··· Data extract ···

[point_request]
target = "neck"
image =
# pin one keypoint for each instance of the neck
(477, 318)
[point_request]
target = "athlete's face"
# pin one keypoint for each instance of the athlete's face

···

_Task goal_
Output the material above verbatim, reproducing every line in its original order without any change.

_Problem solution_
[point_request]
target = "neck"
image =
# pin one keypoint for each instance of the neck
(477, 318)
[point_request]
target = "athlete's face"
# pin one keypoint for each instance of the athlete's face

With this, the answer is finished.